Reverend Donald Raymond Vails, Jr. (December 25, 1948 – September 10, 1997), was an American gospel musician and pianist. He started his recorded music career in 1977, with the release, Donald Vails Choraleers on Savoy Records. He would release sixteen albums with two labels, Savoy Records and Sound of Gospel. Vails released five albums that charted on the Billboard magazine Gospel Albums chart, He Promised a New Life in 1984 with Savoy Records, 1986's Yesterday, Today and Forever with Sounds of Gospel, 1987's Until the Rapture again with Sounds of Gospel, In Jesus Christ I Have Everything I Need in 1990 also with Sounds of Gospel, and 1994's  A Sunday Morning Songbook with Savoy Records. The album, He Decided to Die, was a Grammy Award-nominated release, and it was certified as a gold album by the RIAA.

*INFORMATION GIVEN:*
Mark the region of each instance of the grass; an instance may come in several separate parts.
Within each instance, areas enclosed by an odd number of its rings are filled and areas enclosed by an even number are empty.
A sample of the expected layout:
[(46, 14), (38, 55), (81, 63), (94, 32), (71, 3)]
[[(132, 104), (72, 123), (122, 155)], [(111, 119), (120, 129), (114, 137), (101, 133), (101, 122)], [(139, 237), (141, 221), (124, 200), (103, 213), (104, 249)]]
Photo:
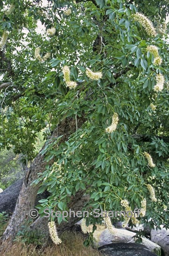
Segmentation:
[(91, 247), (85, 247), (84, 238), (80, 233), (65, 232), (61, 237), (63, 242), (59, 246), (54, 244), (42, 249), (30, 244), (25, 245), (15, 242), (10, 248), (5, 248), (0, 253), (1, 256), (100, 256), (99, 253)]

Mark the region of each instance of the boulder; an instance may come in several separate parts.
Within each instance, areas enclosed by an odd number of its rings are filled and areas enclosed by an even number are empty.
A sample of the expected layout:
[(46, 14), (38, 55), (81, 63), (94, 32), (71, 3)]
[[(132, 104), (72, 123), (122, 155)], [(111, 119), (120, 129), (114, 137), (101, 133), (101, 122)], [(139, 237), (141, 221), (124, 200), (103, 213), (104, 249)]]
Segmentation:
[(99, 248), (103, 256), (156, 256), (142, 244), (111, 243)]
[[(92, 227), (90, 227), (92, 230)], [(124, 228), (115, 228), (116, 233), (112, 234), (107, 228), (101, 225), (97, 225), (97, 228), (93, 234), (95, 247), (112, 243), (134, 243), (134, 233)], [(142, 238), (142, 244), (147, 247), (152, 252), (161, 256), (161, 247), (155, 243), (145, 238)]]
[(139, 231), (139, 230), (144, 230), (144, 227), (142, 224), (136, 224), (136, 227), (128, 227), (128, 225), (125, 227), (125, 228), (130, 231), (135, 232), (135, 231)]
[(162, 248), (164, 256), (169, 256), (169, 229), (161, 226), (162, 229), (152, 229), (151, 231), (151, 240)]

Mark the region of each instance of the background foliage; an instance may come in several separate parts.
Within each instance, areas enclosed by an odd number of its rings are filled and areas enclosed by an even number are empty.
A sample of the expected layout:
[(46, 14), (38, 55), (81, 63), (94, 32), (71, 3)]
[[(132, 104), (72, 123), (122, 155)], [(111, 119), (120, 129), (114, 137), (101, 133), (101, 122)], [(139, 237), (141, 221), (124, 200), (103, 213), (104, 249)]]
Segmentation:
[[(11, 82), (0, 91), (1, 148), (14, 147), (25, 163), (36, 154), (37, 132), (48, 126), (44, 138), (49, 139), (63, 117), (86, 120), (67, 141), (58, 146), (59, 138), (49, 140), (42, 152), (55, 162), (35, 182), (42, 181), (39, 193), (50, 193), (37, 206), (40, 214), (47, 207), (66, 210), (71, 196), (84, 190), (90, 196), (85, 209), (91, 211), (120, 210), (124, 198), (133, 210), (146, 197), (146, 216), (141, 221), (151, 217), (152, 226), (162, 222), (169, 227), (168, 29), (164, 36), (158, 33), (149, 38), (133, 19), (133, 14), (142, 12), (158, 31), (168, 15), (169, 4), (149, 2), (49, 0), (42, 7), (39, 0), (9, 0), (15, 8), (7, 16), (5, 2), (0, 1), (0, 36), (9, 33), (0, 52), (1, 82)], [(71, 13), (67, 16), (64, 10), (68, 7)], [(46, 30), (54, 27), (55, 35), (36, 32), (38, 20)], [(160, 66), (146, 51), (151, 44), (159, 48)], [(50, 53), (49, 60), (35, 59), (37, 47), (42, 56)], [(77, 82), (75, 89), (66, 87), (63, 80), (65, 65)], [(89, 79), (87, 67), (101, 71), (102, 79)], [(159, 73), (165, 83), (157, 94), (153, 88)], [(105, 129), (114, 112), (119, 117), (117, 129), (107, 134)], [(151, 154), (155, 168), (148, 167), (144, 151)], [(149, 198), (147, 183), (155, 189), (156, 203)]]

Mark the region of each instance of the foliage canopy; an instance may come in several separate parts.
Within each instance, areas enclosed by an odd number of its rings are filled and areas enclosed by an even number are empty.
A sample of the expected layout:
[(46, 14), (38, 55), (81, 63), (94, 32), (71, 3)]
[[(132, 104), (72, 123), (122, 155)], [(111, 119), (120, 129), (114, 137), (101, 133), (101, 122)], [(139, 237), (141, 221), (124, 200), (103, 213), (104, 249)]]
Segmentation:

*YOUR TASK:* Write out everything in the passage on Donald Vails from "Reverend Donald Raymond" down to "by the RIAA.", word for word.

*EXPECTED ANSWER:*
Reverend Donald Raymond Vails, Jr. (December 25, 1948 – September 10, 1997), was an American gospel musician and pianist. He started his recorded music career in 1977, with the release, Donald Vails Choraleers on Savoy Records. He would release sixteen albums with two labels, Savoy Records and Sound of Gospel. Vails released five albums that charted on the Billboard magazine Gospel Albums chart, He Promised a New Life in 1984 with Savoy Records, 1986's Yesterday, Today and Forever with Sounds of Gospel, 1987's Until the Rapture again with Sounds of Gospel, In Jesus Christ I Have Everything I Need in 1990 also with Sounds of Gospel, and 1994's  A Sunday Morning Songbook with Savoy Records. The album, He Decided to Die, was a Grammy Award-nominated release, and it was certified as a gold album by the RIAA.